= Supplied records =
=== Section Start ===

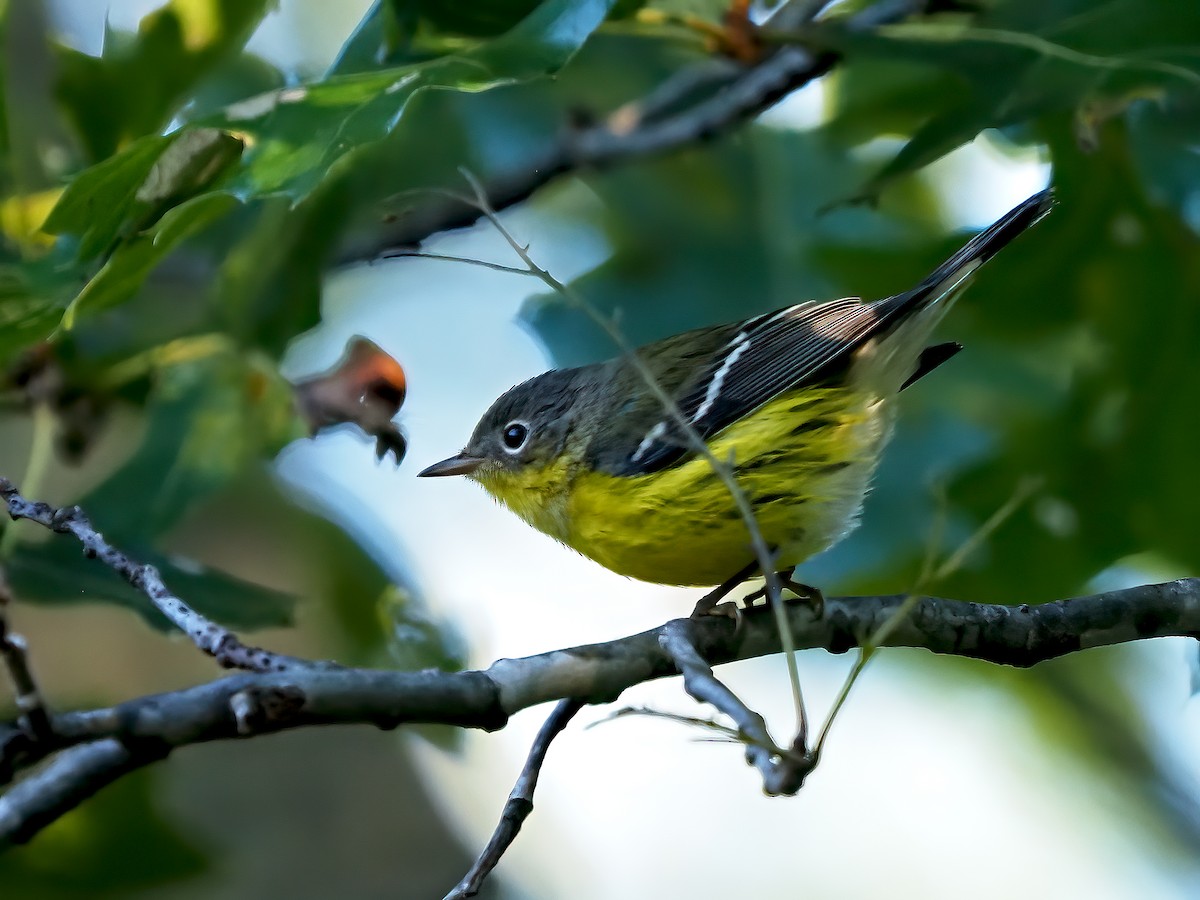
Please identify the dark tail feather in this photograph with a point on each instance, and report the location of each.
(975, 253)
(930, 359)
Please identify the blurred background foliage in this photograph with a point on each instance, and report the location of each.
(169, 207)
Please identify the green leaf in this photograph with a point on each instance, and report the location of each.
(208, 423)
(33, 297)
(96, 204)
(115, 844)
(125, 271)
(153, 72)
(996, 73)
(295, 136)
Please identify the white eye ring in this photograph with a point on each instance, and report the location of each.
(515, 436)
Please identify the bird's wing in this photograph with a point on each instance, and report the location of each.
(765, 358)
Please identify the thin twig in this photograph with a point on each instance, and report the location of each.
(520, 803)
(35, 720)
(601, 145)
(929, 575)
(783, 771)
(73, 777)
(210, 637)
(243, 706)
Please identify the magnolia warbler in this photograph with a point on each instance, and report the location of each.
(797, 401)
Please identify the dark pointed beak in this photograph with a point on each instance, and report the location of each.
(460, 465)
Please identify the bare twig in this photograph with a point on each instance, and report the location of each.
(520, 803)
(64, 784)
(635, 136)
(35, 721)
(245, 705)
(783, 769)
(214, 640)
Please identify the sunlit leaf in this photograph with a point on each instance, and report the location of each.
(138, 83)
(294, 136)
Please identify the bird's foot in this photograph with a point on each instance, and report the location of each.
(804, 594)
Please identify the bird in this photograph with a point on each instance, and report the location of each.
(796, 405)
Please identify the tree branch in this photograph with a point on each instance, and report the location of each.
(520, 803)
(210, 637)
(256, 703)
(729, 97)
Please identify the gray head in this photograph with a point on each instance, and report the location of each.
(523, 431)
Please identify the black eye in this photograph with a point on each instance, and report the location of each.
(515, 435)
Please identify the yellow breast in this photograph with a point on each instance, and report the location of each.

=== Section End ===

Having found the line with "Please identify the sunlit", transcribe it and each line after it to the end of the entries, with no other lines.

Please identify the sunlit leaf in this photograph with a point on each instance, and report the location of each.
(138, 83)
(294, 136)
Please identify the bird's foot in this photograph with a point on each instance, and report the location of each.
(804, 594)
Please identify the bird in this photograph with a point on each instance, and report the location of each.
(796, 405)
Please identify the tree branch in this photograph with a point on each instance, and report the location of each.
(520, 803)
(210, 637)
(256, 703)
(729, 97)
Please identify the gray head in this photograph with a point on each instance, and report the location of each.
(523, 431)
Please identify the black eye in this photograph with a point on each instance, and report the location of each.
(515, 435)
Please identify the yellow breast in this photograph with a point on each instance, and report the location of each.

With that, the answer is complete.